◆ **Set problem**
Could you restate the material below, substituting "survey pass" for every "mapping pass" and leaving all other text untouched?

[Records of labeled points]

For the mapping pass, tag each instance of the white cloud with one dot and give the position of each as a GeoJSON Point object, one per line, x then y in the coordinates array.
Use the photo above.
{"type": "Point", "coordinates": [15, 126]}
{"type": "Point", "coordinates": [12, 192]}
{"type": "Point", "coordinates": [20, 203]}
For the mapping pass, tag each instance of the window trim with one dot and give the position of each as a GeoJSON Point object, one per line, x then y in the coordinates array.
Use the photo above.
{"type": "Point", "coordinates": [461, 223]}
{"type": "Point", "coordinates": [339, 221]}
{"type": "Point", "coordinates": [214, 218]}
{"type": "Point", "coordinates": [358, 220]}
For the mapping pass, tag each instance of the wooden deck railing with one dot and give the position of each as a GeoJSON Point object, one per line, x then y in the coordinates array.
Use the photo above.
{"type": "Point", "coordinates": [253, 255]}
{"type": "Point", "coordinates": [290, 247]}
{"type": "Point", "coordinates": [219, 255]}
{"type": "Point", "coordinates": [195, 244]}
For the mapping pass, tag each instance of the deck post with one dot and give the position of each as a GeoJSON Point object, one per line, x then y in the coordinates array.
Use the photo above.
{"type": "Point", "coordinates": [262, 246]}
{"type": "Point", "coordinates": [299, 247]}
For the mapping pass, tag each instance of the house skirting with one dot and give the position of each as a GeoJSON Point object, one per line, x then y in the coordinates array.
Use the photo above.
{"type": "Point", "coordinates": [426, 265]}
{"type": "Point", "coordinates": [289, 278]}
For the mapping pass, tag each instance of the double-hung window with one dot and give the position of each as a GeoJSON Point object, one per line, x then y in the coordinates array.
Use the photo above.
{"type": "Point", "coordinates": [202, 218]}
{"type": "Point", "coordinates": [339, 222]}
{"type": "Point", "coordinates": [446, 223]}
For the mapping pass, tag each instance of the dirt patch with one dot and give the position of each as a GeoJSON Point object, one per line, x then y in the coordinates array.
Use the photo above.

◆ **Response to the exercise**
For the survey pass, tag each instance of the white cloud with one dot and give the position of each as a GeoJSON Point object, one per line, x then y in the coordinates array.
Use the photo above.
{"type": "Point", "coordinates": [15, 126]}
{"type": "Point", "coordinates": [12, 192]}
{"type": "Point", "coordinates": [20, 203]}
For the survey pass, tag each instance of the window trim with one dot and give the position of each as a GeoJSON Point object, one per line, x then y in the coordinates array.
Use the photo above.
{"type": "Point", "coordinates": [461, 223]}
{"type": "Point", "coordinates": [339, 221]}
{"type": "Point", "coordinates": [214, 218]}
{"type": "Point", "coordinates": [358, 220]}
For the survey pass, tag each instance of the wooden deck railing with one dot and give the position of each as a GeoJSON Point object, one per line, x then y in the coordinates array.
Use the photo above.
{"type": "Point", "coordinates": [253, 255]}
{"type": "Point", "coordinates": [290, 247]}
{"type": "Point", "coordinates": [219, 255]}
{"type": "Point", "coordinates": [195, 244]}
For the survey pass, tag each instance of the deck post with one dot and give the position of each as a GeoJSON Point object, one per line, x then y in the coordinates array.
Use the photo above.
{"type": "Point", "coordinates": [262, 246]}
{"type": "Point", "coordinates": [299, 247]}
For the survey pass, tag each instance of the house skirting with one dot and give the position of each as a GeoJSON Point object, one per line, x then y in the coordinates array.
Use the photo above.
{"type": "Point", "coordinates": [426, 265]}
{"type": "Point", "coordinates": [289, 278]}
For the survey pass, tag each instance of the double-hung window with one dot and give the position of each as a GeoJSON Point object, one per line, x then y in the coordinates array.
Use the photo above.
{"type": "Point", "coordinates": [202, 218]}
{"type": "Point", "coordinates": [339, 222]}
{"type": "Point", "coordinates": [446, 223]}
For the survey pass, tag each instance of the dirt patch with one dot and give the position of each as a GeoJSON Point object, one per line, x then y in the coordinates array.
Use the photo above.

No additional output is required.